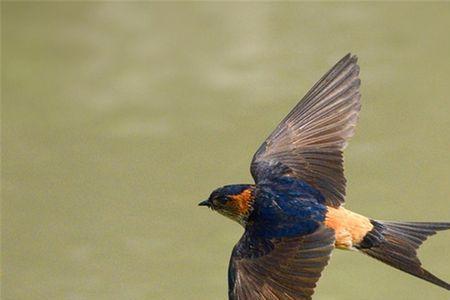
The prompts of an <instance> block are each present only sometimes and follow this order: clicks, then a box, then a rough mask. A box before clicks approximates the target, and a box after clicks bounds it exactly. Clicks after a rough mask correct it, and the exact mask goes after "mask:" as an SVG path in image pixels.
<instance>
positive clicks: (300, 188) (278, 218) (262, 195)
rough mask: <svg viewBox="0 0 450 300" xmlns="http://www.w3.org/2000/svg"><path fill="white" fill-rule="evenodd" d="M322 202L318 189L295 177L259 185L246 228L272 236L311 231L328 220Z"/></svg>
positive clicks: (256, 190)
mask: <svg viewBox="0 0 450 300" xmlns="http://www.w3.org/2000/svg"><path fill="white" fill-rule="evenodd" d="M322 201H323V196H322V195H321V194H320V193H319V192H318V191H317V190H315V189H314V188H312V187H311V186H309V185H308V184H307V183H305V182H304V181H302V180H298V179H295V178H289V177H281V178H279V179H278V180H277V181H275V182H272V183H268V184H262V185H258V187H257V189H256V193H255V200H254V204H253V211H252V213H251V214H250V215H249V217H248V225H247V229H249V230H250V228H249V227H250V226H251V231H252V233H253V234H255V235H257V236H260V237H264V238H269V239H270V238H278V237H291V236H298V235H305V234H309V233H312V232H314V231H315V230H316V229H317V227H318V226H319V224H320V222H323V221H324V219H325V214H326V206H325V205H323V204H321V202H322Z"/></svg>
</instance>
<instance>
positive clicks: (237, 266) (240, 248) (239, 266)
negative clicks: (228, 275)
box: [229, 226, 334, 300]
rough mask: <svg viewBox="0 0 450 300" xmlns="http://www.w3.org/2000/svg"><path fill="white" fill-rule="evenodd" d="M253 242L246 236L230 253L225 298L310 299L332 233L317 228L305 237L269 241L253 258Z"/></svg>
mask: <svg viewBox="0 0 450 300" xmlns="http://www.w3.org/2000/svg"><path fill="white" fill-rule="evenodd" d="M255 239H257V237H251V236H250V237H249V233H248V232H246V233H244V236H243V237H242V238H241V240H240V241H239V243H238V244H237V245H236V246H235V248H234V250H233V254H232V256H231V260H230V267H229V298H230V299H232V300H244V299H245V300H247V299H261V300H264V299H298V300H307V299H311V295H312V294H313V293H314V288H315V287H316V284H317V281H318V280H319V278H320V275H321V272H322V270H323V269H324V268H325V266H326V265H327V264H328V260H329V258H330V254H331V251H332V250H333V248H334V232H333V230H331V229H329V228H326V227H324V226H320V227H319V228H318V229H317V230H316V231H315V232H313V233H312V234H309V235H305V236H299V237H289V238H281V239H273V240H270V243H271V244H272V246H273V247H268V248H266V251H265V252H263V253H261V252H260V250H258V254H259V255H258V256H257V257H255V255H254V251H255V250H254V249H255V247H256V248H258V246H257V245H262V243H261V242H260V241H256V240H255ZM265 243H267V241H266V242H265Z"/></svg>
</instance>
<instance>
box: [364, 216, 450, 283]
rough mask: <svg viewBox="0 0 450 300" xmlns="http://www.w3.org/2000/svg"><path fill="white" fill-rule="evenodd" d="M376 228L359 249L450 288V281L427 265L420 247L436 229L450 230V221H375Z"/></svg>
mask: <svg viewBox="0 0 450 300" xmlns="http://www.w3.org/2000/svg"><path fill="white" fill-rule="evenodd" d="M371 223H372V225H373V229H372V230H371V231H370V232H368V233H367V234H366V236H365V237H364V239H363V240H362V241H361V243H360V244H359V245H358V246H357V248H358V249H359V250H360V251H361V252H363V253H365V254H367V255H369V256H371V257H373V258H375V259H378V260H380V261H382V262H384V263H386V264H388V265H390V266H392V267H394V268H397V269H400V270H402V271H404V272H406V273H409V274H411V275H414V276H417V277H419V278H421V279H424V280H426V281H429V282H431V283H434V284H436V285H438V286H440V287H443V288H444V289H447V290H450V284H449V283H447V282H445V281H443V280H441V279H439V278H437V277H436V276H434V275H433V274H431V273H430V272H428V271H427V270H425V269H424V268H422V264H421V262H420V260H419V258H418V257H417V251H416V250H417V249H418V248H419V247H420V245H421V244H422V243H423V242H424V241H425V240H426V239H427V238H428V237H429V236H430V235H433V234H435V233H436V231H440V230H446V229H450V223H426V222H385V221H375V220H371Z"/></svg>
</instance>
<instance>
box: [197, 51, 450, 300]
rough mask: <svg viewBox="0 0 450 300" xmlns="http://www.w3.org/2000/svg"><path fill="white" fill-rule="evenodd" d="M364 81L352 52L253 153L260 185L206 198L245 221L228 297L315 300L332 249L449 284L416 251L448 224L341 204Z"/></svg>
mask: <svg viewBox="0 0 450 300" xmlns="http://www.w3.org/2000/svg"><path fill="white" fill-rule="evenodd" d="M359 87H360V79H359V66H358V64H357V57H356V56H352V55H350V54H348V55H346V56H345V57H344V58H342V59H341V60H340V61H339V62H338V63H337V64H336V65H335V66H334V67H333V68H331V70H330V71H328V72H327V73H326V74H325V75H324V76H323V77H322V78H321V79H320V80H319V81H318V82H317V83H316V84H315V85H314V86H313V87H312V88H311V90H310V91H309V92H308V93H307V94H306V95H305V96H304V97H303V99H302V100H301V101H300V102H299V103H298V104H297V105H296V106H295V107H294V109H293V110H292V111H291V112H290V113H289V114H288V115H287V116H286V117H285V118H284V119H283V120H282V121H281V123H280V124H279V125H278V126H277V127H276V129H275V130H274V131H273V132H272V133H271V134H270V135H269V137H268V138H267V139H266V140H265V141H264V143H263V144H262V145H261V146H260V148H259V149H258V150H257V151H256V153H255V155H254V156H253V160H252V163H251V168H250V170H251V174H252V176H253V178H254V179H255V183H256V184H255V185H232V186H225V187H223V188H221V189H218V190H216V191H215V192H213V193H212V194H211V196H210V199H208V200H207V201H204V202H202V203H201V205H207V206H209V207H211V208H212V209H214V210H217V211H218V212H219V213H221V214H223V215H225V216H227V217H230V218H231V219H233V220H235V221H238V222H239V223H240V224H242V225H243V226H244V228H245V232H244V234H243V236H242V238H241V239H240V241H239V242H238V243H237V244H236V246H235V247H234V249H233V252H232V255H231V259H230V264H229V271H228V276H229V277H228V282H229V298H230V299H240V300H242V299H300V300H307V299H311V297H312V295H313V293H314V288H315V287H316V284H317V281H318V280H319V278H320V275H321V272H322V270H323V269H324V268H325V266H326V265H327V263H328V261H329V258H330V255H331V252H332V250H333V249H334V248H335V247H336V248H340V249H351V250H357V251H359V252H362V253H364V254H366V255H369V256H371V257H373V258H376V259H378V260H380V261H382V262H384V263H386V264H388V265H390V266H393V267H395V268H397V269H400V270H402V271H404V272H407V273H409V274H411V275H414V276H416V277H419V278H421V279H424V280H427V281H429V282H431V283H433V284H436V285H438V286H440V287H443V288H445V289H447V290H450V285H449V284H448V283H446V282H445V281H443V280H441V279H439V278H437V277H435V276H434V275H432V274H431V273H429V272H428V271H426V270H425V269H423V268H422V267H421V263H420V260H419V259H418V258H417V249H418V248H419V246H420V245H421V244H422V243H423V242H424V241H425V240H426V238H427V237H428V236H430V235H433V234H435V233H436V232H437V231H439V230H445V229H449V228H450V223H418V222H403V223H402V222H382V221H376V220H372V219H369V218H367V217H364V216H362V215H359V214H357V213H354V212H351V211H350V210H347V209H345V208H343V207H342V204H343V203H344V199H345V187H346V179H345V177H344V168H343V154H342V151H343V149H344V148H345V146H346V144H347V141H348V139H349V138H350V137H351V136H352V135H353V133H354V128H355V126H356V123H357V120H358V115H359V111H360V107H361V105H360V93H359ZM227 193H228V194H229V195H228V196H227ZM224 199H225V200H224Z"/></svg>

########

→ **WORK REQUIRED**
Where a record holds a picture, leave the picture out and restate the rest word for word.

→ **RESULT OF THIS EXERCISE**
The prompts of an <instance> block are each present only sometimes and follow this order: clicks, then a box, then a rough mask. A box before clicks approximates the target, and a box after clicks bounds it exactly. Clicks after a rough mask correct it, and the exact mask goes after "mask:" as an SVG path in image pixels.
<instance>
positive clicks: (300, 188) (278, 218) (262, 195)
rough mask: <svg viewBox="0 0 450 300" xmlns="http://www.w3.org/2000/svg"><path fill="white" fill-rule="evenodd" d="M322 202L318 189L295 177L259 185L246 228L272 236L311 231L328 220Z"/></svg>
positive clicks: (256, 190)
mask: <svg viewBox="0 0 450 300" xmlns="http://www.w3.org/2000/svg"><path fill="white" fill-rule="evenodd" d="M322 201H323V196H322V195H321V194H320V193H319V192H318V191H317V190H315V189H314V188H312V187H311V186H309V185H308V184H307V183H305V182H304V181H302V180H298V179H295V178H289V177H281V178H279V179H278V180H277V181H275V182H272V183H268V184H262V185H258V187H257V189H256V193H255V200H254V204H253V211H252V213H251V214H250V215H249V217H248V225H247V229H249V230H250V228H249V227H250V226H251V231H252V233H253V234H255V235H257V236H260V237H264V238H269V239H270V238H278V237H291V236H298V235H305V234H309V233H312V232H314V231H315V230H316V229H317V227H318V226H319V224H320V222H323V221H324V219H325V214H326V206H325V205H323V204H321V202H322Z"/></svg>
</instance>
<instance>
positive clicks: (237, 266) (240, 248) (239, 266)
negative clicks: (228, 275)
box: [229, 226, 334, 300]
rough mask: <svg viewBox="0 0 450 300" xmlns="http://www.w3.org/2000/svg"><path fill="white" fill-rule="evenodd" d="M253 242L246 236L230 253L225 298L310 299L332 233L317 228L305 237L269 241L253 258Z"/></svg>
mask: <svg viewBox="0 0 450 300" xmlns="http://www.w3.org/2000/svg"><path fill="white" fill-rule="evenodd" d="M255 239H257V237H251V236H250V237H249V233H248V232H246V233H244V236H243V237H242V238H241V240H240V241H239V243H238V244H237V245H236V246H235V248H234V250H233V254H232V256H231V260H230V267H229V298H230V299H232V300H244V299H245V300H247V299H261V300H264V299H298V300H307V299H311V295H312V294H313V293H314V288H315V287H316V284H317V281H318V280H319V278H320V275H321V272H322V270H323V269H324V268H325V266H326V265H327V264H328V260H329V258H330V254H331V251H332V250H333V248H334V232H333V230H331V229H329V228H326V227H324V226H320V227H319V228H318V229H317V230H316V231H315V232H313V233H312V234H309V235H305V236H299V237H289V238H281V239H273V240H270V243H271V244H272V246H273V247H268V248H266V251H265V252H263V253H261V252H260V250H258V254H259V255H258V256H257V257H255V255H254V251H255V250H254V249H255V247H256V248H258V246H257V245H262V243H261V242H260V241H256V240H255ZM265 243H267V241H266V242H265Z"/></svg>
</instance>
<instance>
box: [364, 216, 450, 283]
rough mask: <svg viewBox="0 0 450 300" xmlns="http://www.w3.org/2000/svg"><path fill="white" fill-rule="evenodd" d="M376 228L359 249L450 288V281L427 265L420 247L436 229L450 230V221H375Z"/></svg>
mask: <svg viewBox="0 0 450 300" xmlns="http://www.w3.org/2000/svg"><path fill="white" fill-rule="evenodd" d="M371 223H372V225H373V229H372V230H371V231H370V232H368V233H367V234H366V236H365V237H364V239H363V240H362V241H361V243H360V244H359V245H358V246H357V248H358V249H359V250H360V251H361V252H363V253H365V254H367V255H369V256H371V257H373V258H375V259H378V260H380V261H382V262H384V263H386V264H388V265H390V266H392V267H394V268H397V269H400V270H402V271H404V272H406V273H409V274H411V275H414V276H417V277H419V278H421V279H424V280H426V281H429V282H431V283H434V284H436V285H438V286H440V287H443V288H444V289H447V290H450V284H449V283H447V282H445V281H443V280H441V279H439V278H437V277H436V276H434V275H433V274H431V273H430V272H428V271H427V270H425V269H424V268H422V264H421V262H420V260H419V258H418V257H417V251H416V250H417V249H418V248H419V247H420V245H421V244H422V243H423V242H424V241H425V240H426V239H427V238H428V237H429V236H430V235H433V234H435V233H436V231H440V230H446V229H450V223H426V222H385V221H375V220H371Z"/></svg>
</instance>
<instance>
box: [197, 51, 450, 300]
rough mask: <svg viewBox="0 0 450 300" xmlns="http://www.w3.org/2000/svg"><path fill="white" fill-rule="evenodd" d="M364 81L352 52L253 153L260 185L206 198L245 221L228 297L315 300L332 249L449 284L416 251L448 224L341 204Z"/></svg>
mask: <svg viewBox="0 0 450 300" xmlns="http://www.w3.org/2000/svg"><path fill="white" fill-rule="evenodd" d="M359 87H360V79H359V66H358V64H357V57H356V56H352V55H350V54H348V55H346V56H345V57H344V58H342V59H341V60H340V61H339V62H338V63H337V64H336V65H335V66H334V67H333V68H331V70H330V71H328V72H327V73H326V74H325V75H324V76H323V77H322V78H321V79H320V80H319V81H318V82H317V83H316V84H315V85H314V86H313V87H312V88H311V90H310V91H309V92H308V93H307V94H306V95H305V96H304V97H303V99H302V100H301V101H300V102H299V103H298V104H297V105H296V106H295V107H294V109H293V110H292V111H291V112H290V113H289V114H288V115H287V116H286V117H285V118H284V119H283V120H282V121H281V123H280V124H279V125H278V126H277V127H276V129H275V130H274V131H273V132H272V133H271V134H270V135H269V137H268V138H267V139H266V140H265V141H264V143H263V144H262V145H261V146H260V148H259V149H258V150H257V151H256V153H255V155H254V156H253V160H252V163H251V168H250V170H251V174H252V176H253V178H254V179H255V183H256V184H255V185H232V186H225V187H223V188H221V189H218V190H216V191H215V192H213V193H212V194H211V196H210V199H208V200H207V201H204V202H202V203H201V205H207V206H209V207H211V208H212V209H214V210H217V211H218V212H219V213H221V214H223V215H225V216H227V217H230V218H231V219H233V220H235V221H238V222H239V223H240V224H242V225H243V226H244V228H245V232H244V234H243V236H242V238H241V239H240V241H239V242H238V243H237V244H236V246H235V247H234V249H233V252H232V255H231V259H230V264H229V271H228V276H229V277H228V282H229V298H230V299H240V300H242V299H300V300H307V299H311V297H312V295H313V293H314V288H315V287H316V284H317V281H318V280H319V278H320V275H321V272H322V270H323V269H324V268H325V266H326V265H327V263H328V261H329V258H330V255H331V252H332V250H333V249H334V248H335V247H336V248H340V249H351V250H357V251H359V252H362V253H364V254H366V255H369V256H371V257H373V258H376V259H378V260H380V261H382V262H384V263H386V264H388V265H390V266H393V267H395V268H397V269H400V270H402V271H404V272H407V273H409V274H411V275H414V276H416V277H419V278H421V279H424V280H427V281H429V282H431V283H433V284H436V285H438V286H440V287H443V288H445V289H447V290H450V285H449V284H448V283H446V282H445V281H443V280H441V279H439V278H437V277H435V276H434V275H432V274H431V273H429V272H428V271H426V270H425V269H423V268H422V267H421V263H420V260H419V259H418V258H417V249H418V248H419V246H420V245H421V244H422V243H423V242H424V241H425V240H426V238H427V237H428V236H430V235H433V234H435V233H436V232H437V231H439V230H445V229H449V228H450V223H418V222H403V223H402V222H382V221H376V220H372V219H369V218H367V217H364V216H362V215H359V214H357V213H354V212H351V211H350V210H347V209H345V208H343V207H342V204H343V203H344V199H345V187H346V179H345V177H344V168H343V154H342V151H343V149H344V148H345V146H346V144H347V141H348V139H349V138H350V137H351V136H352V135H353V133H354V128H355V126H356V123H357V120H358V115H359V111H360V107H361V105H360V93H359ZM227 193H228V194H229V195H228V196H227ZM224 199H225V200H224Z"/></svg>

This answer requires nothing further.